▶ _Set exercise_
Each record below should appear again exactly as written.
--- Available data ---
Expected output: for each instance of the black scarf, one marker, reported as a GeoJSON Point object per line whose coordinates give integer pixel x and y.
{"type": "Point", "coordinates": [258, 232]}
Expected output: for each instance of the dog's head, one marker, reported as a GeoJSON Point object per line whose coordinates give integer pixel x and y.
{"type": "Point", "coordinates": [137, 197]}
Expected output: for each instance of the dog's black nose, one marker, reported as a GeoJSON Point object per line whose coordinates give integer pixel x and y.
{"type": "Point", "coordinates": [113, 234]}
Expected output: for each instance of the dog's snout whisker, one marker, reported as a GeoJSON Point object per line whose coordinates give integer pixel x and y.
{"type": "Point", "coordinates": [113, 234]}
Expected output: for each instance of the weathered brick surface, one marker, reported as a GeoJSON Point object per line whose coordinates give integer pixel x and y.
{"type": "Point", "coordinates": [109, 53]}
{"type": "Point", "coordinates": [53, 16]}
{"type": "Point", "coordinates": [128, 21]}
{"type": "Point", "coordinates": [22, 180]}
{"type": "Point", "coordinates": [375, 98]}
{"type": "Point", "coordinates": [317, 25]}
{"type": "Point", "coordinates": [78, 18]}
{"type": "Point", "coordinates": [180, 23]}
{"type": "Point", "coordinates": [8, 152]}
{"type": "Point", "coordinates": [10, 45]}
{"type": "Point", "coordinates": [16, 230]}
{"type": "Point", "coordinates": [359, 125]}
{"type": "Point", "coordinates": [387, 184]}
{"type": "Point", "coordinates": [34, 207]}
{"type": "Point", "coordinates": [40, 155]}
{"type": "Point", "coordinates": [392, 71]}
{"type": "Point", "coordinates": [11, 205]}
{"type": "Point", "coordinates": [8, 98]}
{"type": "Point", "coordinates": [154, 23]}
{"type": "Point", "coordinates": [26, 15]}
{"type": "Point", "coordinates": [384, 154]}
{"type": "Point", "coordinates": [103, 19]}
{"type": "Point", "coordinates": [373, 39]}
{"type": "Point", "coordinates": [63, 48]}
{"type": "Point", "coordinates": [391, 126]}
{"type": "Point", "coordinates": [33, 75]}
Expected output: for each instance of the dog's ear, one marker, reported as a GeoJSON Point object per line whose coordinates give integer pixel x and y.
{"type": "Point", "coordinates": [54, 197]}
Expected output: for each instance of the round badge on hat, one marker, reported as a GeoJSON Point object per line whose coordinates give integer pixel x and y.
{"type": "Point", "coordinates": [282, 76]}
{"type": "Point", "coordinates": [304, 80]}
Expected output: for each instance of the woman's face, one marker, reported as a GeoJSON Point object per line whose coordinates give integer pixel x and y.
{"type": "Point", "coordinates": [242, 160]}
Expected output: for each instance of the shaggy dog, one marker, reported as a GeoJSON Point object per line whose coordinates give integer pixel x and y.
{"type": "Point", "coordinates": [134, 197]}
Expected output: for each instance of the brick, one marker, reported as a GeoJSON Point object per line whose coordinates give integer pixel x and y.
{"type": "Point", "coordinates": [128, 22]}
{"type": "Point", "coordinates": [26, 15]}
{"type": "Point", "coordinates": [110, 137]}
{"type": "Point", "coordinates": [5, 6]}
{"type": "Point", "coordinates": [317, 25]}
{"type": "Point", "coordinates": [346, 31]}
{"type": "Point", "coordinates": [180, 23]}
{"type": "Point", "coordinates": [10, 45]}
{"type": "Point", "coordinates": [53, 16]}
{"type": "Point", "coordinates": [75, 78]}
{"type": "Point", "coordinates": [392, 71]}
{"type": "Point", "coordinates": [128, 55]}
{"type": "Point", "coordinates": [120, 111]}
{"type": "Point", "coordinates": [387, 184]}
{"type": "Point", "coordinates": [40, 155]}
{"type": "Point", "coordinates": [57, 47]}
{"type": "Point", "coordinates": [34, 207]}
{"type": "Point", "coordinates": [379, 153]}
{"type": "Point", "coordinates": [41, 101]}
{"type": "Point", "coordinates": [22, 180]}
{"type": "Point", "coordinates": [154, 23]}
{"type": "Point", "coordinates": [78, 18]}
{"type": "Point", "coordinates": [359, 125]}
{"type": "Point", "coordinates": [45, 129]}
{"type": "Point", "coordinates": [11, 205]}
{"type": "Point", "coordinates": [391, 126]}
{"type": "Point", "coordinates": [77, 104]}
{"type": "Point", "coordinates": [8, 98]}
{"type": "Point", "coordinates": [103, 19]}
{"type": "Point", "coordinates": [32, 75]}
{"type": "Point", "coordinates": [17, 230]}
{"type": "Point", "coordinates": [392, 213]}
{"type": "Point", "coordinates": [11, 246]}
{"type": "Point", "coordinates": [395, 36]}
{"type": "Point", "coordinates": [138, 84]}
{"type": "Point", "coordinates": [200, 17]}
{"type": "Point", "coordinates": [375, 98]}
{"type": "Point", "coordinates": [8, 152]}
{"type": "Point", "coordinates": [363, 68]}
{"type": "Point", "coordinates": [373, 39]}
---
▶ _Problem solution_
Expected output: for each instance of the black scarf, one marker, reported as a GeoJSON Point object per line whose coordinates give integer pixel x and y.
{"type": "Point", "coordinates": [258, 232]}
Expected output: for each instance of the dog's head, one marker, reported as a GeoJSON Point object per line whose coordinates give integer pixel x and y.
{"type": "Point", "coordinates": [137, 197]}
Expected output: for each instance of the dog's black nose, one marker, reported as a GeoJSON Point object per line whose coordinates give integer pixel x and y.
{"type": "Point", "coordinates": [113, 234]}
Expected output: for each instance of the dog's snout whisker, one marker, reported as a GeoJSON Point object per line whose coordinates give integer pixel x and y.
{"type": "Point", "coordinates": [113, 234]}
Expected output: for each instance of the weathered brick surface, one marker, reported as a GeoJSON Point object per line whose coordinates give integer pixel x and y.
{"type": "Point", "coordinates": [109, 53]}
{"type": "Point", "coordinates": [53, 16]}
{"type": "Point", "coordinates": [128, 21]}
{"type": "Point", "coordinates": [22, 180]}
{"type": "Point", "coordinates": [375, 98]}
{"type": "Point", "coordinates": [317, 25]}
{"type": "Point", "coordinates": [78, 18]}
{"type": "Point", "coordinates": [180, 23]}
{"type": "Point", "coordinates": [8, 152]}
{"type": "Point", "coordinates": [10, 45]}
{"type": "Point", "coordinates": [16, 230]}
{"type": "Point", "coordinates": [359, 125]}
{"type": "Point", "coordinates": [387, 184]}
{"type": "Point", "coordinates": [34, 207]}
{"type": "Point", "coordinates": [40, 155]}
{"type": "Point", "coordinates": [392, 71]}
{"type": "Point", "coordinates": [11, 205]}
{"type": "Point", "coordinates": [8, 98]}
{"type": "Point", "coordinates": [154, 23]}
{"type": "Point", "coordinates": [26, 15]}
{"type": "Point", "coordinates": [384, 154]}
{"type": "Point", "coordinates": [103, 19]}
{"type": "Point", "coordinates": [373, 39]}
{"type": "Point", "coordinates": [63, 48]}
{"type": "Point", "coordinates": [391, 126]}
{"type": "Point", "coordinates": [33, 75]}
Expected output: for each instance of the dog's ear, one marker, reported as a GeoJSON Point object per line whose coordinates give integer pixel x and y.
{"type": "Point", "coordinates": [54, 197]}
Expected output: for each instance of the round badge on hat, one marker, reported as a GeoJSON Point object per line whose coordinates give integer pixel x and y.
{"type": "Point", "coordinates": [282, 76]}
{"type": "Point", "coordinates": [304, 80]}
Expected output: for each instance of the woman's face, one marker, reported as a GeoJSON Point object per line whose coordinates give integer pixel x and y.
{"type": "Point", "coordinates": [242, 160]}
Expected output: for each instance of the shaggy dog, one marker, reported as a GeoJSON Point object per line whose coordinates give integer pixel x and y.
{"type": "Point", "coordinates": [134, 197]}
Expected output: for each instance of the brick, one marker, reported as a GeoJSON Point object per line whose coordinates give integer pixel x and y.
{"type": "Point", "coordinates": [128, 22]}
{"type": "Point", "coordinates": [26, 15]}
{"type": "Point", "coordinates": [110, 137]}
{"type": "Point", "coordinates": [5, 6]}
{"type": "Point", "coordinates": [317, 25]}
{"type": "Point", "coordinates": [346, 31]}
{"type": "Point", "coordinates": [180, 23]}
{"type": "Point", "coordinates": [10, 45]}
{"type": "Point", "coordinates": [53, 16]}
{"type": "Point", "coordinates": [75, 78]}
{"type": "Point", "coordinates": [392, 71]}
{"type": "Point", "coordinates": [128, 55]}
{"type": "Point", "coordinates": [120, 111]}
{"type": "Point", "coordinates": [387, 184]}
{"type": "Point", "coordinates": [40, 155]}
{"type": "Point", "coordinates": [57, 47]}
{"type": "Point", "coordinates": [34, 207]}
{"type": "Point", "coordinates": [379, 153]}
{"type": "Point", "coordinates": [41, 101]}
{"type": "Point", "coordinates": [22, 180]}
{"type": "Point", "coordinates": [154, 23]}
{"type": "Point", "coordinates": [78, 18]}
{"type": "Point", "coordinates": [359, 125]}
{"type": "Point", "coordinates": [45, 129]}
{"type": "Point", "coordinates": [11, 205]}
{"type": "Point", "coordinates": [391, 126]}
{"type": "Point", "coordinates": [77, 104]}
{"type": "Point", "coordinates": [8, 98]}
{"type": "Point", "coordinates": [103, 19]}
{"type": "Point", "coordinates": [32, 75]}
{"type": "Point", "coordinates": [17, 230]}
{"type": "Point", "coordinates": [392, 213]}
{"type": "Point", "coordinates": [11, 246]}
{"type": "Point", "coordinates": [395, 36]}
{"type": "Point", "coordinates": [138, 84]}
{"type": "Point", "coordinates": [200, 17]}
{"type": "Point", "coordinates": [375, 98]}
{"type": "Point", "coordinates": [8, 152]}
{"type": "Point", "coordinates": [363, 68]}
{"type": "Point", "coordinates": [373, 39]}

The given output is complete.